*Task requirements*.
[1] Answer these questions from the forum exchange below.
(a) What does the second post say the opposition supposedly follows the dictates of?
(b) Whose claims about military service does the exchange say drew a response from fellow officers?
(c) In the final post, what phrase is offered for comparison with the repeated use of "sophistry"?
[2] Repeat the passage of the forum exchange below between "george...you really have" and "particular christian faith.", inclusive.

*Supplied text*.
..............................
And every day here, we read posts from tico or foxfire or nappy or okie or gunga or McG or real life or others and we have all the evidence we'd ever need to see how an entire segment of the american population has been, and are being, trained to think (and thus perceive) in very particular ways. That training is NOT designed to bring out their better angels. Reaction out of fears and hatreds is the goal.
This is certainly a very comfortable theory that will surely exempt Blatham from any necessity for critical thinking or reexamination of his own beliefs and prejudices. The opposition is composed entirely of well-trained automitons who neither think nor act for themselves, but instead merely follow the dictates of 'the vast right-wing conspiracy' that so invisibly and effectively guides them. His tribe, on the other hand, is composed only of self-reliant, thinking, rational souls who alone know what is really good for everyone. Nonsense.

What was "the swift-boating of Obama"? The phrase of course arises out of the response of his fellow officers to Senator Kerry's false and exaggerated claims about his military service and the truly contemptable and false testimony he gave to a Congressional investigating Committee in the event that first propelled him to national attention and launched his political career. In this case the accusers appear to have been self-motivated by the hypocrisy of the esteemed Senator himself.

Obama's issues with the Rev Wright appear to have arisen out of the probably inevitable media discovery of the character of Wright's sermons and expressed beliefs -- the emergence of this kind of stuff is hardly surprising in any political campaign. It may well have been inevitable, but was it the work of some unseen conservative conspiracy?? Moreover the questions that arose out of the disclosures were, themselves, real and meaningful, given his presentation of himself as a representative of a new approach to racial issues, one that has left the old resentments and bitterness behind.

It is the nature of advocates of big government to prefer discussions "policy or wonk stuff" to more fundamental examinations of whether the government intervention that is at the heart of it is beneficial at all. In this Blatham is merely defining the opposing arguments as evil or invalid instead of confronting or dealing with them. Perhaps a neat trick, but hardly enough to deflect a serious observer.

Nonetheless, all this was a remarkable collection of sophistries.



george...you really have to stop using that one-size-fits-all 'sophistry' thing. You do begin to sound like I (or someone else) if we regularly tossed out "followers of the Great Whore of Babylon" to describe members of a particular christian faith.
..............................
(Items listed in a dataset)
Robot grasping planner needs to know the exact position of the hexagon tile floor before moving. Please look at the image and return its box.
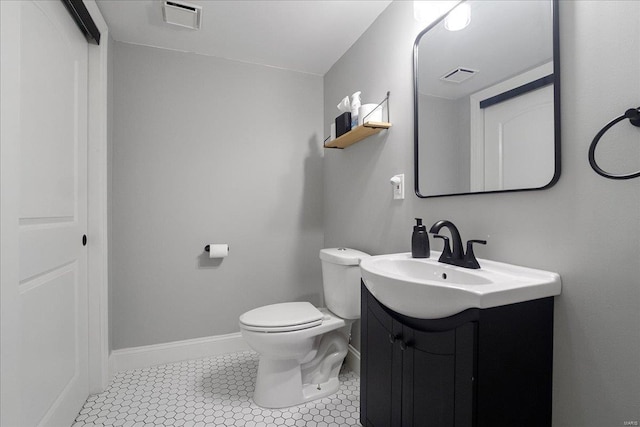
[73,351,360,427]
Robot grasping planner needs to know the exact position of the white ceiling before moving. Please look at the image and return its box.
[97,0,391,75]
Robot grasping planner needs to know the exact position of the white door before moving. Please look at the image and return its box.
[484,85,555,191]
[0,0,88,427]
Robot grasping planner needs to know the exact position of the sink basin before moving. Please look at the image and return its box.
[360,251,561,319]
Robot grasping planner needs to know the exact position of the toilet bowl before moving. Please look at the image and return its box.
[239,248,369,408]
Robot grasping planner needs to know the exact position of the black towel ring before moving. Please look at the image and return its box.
[589,107,640,179]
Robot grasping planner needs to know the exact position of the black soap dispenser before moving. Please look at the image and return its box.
[411,218,430,258]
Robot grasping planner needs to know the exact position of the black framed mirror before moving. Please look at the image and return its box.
[413,0,560,198]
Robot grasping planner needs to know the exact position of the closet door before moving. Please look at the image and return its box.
[0,0,88,427]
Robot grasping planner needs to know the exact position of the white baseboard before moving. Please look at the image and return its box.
[109,332,250,378]
[344,344,360,376]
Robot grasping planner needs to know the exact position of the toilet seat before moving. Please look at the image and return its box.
[240,302,324,332]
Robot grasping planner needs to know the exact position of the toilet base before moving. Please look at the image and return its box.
[253,358,340,408]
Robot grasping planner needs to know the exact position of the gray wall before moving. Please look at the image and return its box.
[110,43,323,349]
[324,1,640,427]
[418,94,471,196]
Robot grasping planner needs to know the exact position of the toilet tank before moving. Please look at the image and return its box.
[320,248,371,319]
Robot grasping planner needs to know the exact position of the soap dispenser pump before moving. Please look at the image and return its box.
[411,218,430,258]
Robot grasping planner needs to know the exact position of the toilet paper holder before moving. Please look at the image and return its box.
[204,245,231,252]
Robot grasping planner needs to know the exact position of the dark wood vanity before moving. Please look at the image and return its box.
[360,283,553,427]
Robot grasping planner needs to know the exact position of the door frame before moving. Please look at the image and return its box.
[469,62,553,193]
[83,0,111,394]
[0,0,110,425]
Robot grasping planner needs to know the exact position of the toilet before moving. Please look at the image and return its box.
[240,248,370,408]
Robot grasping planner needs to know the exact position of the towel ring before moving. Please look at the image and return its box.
[589,107,640,179]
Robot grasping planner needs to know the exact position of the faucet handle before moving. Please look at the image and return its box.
[464,240,487,269]
[433,234,452,261]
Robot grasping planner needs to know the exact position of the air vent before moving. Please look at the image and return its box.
[440,67,478,83]
[162,1,202,30]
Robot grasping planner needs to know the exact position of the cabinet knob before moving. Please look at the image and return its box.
[400,341,413,351]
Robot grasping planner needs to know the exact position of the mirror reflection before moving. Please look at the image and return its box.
[414,0,559,197]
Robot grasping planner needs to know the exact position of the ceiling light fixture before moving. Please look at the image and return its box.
[444,3,471,31]
[413,0,460,27]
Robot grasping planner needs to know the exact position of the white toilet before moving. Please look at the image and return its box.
[240,248,370,408]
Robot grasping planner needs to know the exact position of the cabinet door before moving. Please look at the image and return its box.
[360,292,402,427]
[402,323,475,427]
[402,326,455,427]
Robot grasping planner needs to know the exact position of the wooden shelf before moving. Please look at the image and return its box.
[324,122,391,148]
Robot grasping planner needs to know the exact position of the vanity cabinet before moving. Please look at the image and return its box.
[360,283,553,427]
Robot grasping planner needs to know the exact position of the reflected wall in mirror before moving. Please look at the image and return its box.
[413,0,560,197]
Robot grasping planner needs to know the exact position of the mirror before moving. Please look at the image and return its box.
[413,0,560,197]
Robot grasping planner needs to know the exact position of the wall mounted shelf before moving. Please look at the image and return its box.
[324,122,391,148]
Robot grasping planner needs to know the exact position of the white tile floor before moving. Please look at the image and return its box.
[73,351,360,427]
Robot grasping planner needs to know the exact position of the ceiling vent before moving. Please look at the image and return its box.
[440,67,478,83]
[162,1,202,30]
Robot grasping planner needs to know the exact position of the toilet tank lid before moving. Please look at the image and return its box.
[240,301,324,328]
[320,248,371,265]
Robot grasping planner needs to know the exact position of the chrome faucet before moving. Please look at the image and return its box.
[429,220,487,269]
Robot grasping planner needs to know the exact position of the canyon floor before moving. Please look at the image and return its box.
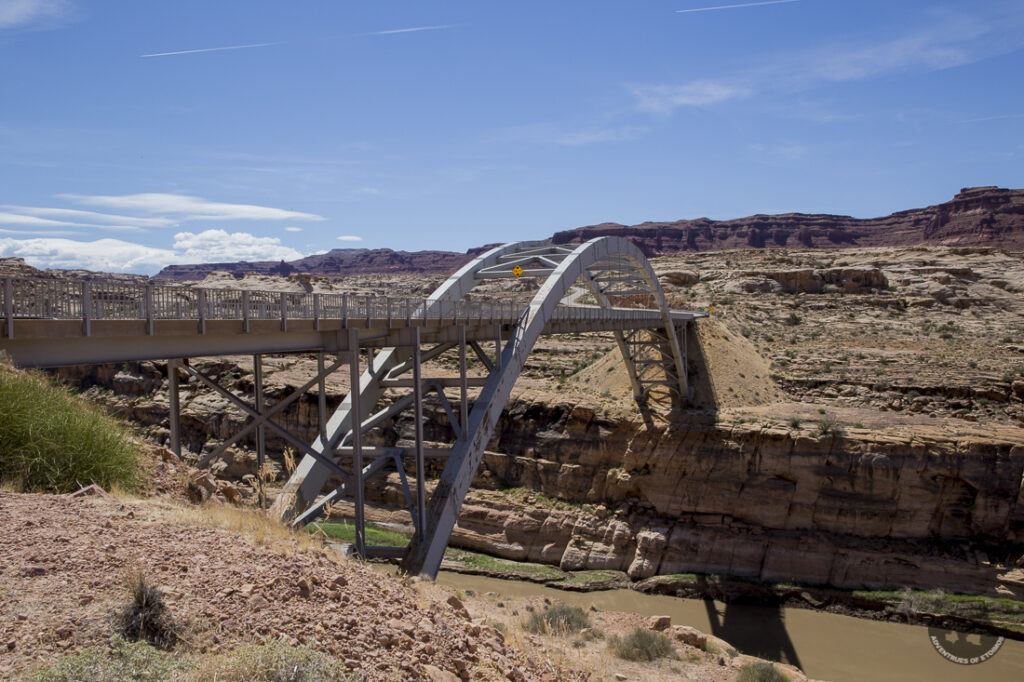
[0,446,806,682]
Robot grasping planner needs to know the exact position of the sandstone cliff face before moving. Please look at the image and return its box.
[457,404,1024,589]
[552,186,1024,256]
[140,186,1024,282]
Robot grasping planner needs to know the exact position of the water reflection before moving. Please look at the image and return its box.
[703,599,803,669]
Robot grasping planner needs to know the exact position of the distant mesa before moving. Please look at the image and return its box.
[156,249,478,281]
[157,186,1024,281]
[552,186,1024,256]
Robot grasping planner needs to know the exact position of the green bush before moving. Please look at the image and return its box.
[523,604,590,635]
[736,662,788,682]
[31,637,190,682]
[0,360,139,493]
[608,628,675,660]
[195,641,349,682]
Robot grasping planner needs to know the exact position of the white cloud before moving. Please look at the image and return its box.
[555,126,647,146]
[632,80,750,114]
[0,239,177,272]
[0,204,175,229]
[174,229,303,263]
[0,229,304,274]
[0,212,78,227]
[0,228,82,237]
[57,193,325,220]
[0,0,69,29]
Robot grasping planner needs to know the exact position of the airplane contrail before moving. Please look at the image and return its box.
[370,24,459,36]
[139,43,281,57]
[676,0,800,14]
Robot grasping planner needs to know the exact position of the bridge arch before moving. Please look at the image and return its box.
[274,237,692,576]
[402,237,687,577]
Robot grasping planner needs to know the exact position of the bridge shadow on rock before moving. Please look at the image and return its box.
[686,317,781,414]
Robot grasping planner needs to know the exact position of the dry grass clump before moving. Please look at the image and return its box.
[736,662,790,682]
[608,628,675,660]
[29,637,356,682]
[174,503,324,554]
[189,641,352,682]
[523,604,590,635]
[0,357,140,493]
[29,637,191,682]
[114,570,178,649]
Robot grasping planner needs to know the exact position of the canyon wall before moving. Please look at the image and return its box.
[60,361,1024,597]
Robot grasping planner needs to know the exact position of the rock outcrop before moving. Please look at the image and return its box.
[552,186,1024,256]
[156,249,478,281]
[142,186,1024,286]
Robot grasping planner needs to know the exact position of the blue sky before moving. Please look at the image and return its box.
[0,0,1024,273]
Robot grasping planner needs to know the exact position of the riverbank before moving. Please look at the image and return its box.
[312,522,1024,641]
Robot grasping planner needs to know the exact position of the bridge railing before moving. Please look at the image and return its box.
[3,278,660,323]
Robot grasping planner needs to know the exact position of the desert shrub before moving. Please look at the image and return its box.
[193,640,350,682]
[608,628,675,660]
[0,360,139,493]
[30,637,189,682]
[736,662,788,682]
[114,570,178,649]
[523,604,590,635]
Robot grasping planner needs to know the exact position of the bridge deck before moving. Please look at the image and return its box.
[0,280,701,367]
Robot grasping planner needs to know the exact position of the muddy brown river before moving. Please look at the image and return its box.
[437,571,1024,682]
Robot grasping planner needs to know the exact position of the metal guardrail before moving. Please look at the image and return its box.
[3,278,662,336]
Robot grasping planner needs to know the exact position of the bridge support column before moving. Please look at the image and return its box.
[348,329,364,559]
[167,357,181,460]
[413,327,427,532]
[253,353,266,509]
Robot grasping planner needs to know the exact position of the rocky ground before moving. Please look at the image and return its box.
[0,464,803,682]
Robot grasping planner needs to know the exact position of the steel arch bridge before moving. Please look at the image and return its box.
..............................
*Set of answers*.
[1]
(a) 'the vast right-wing conspiracy'
(b) Senator Kerry's
(c) "followers of the Great Whore of Babylon"

[2]
george...you really have to stop using that one-size-fits-all 'sophistry' thing. You do begin to sound like I (or someone else) if we regularly tossed out "followers of the Great Whore of Babylon" to describe members of a particular christian faith.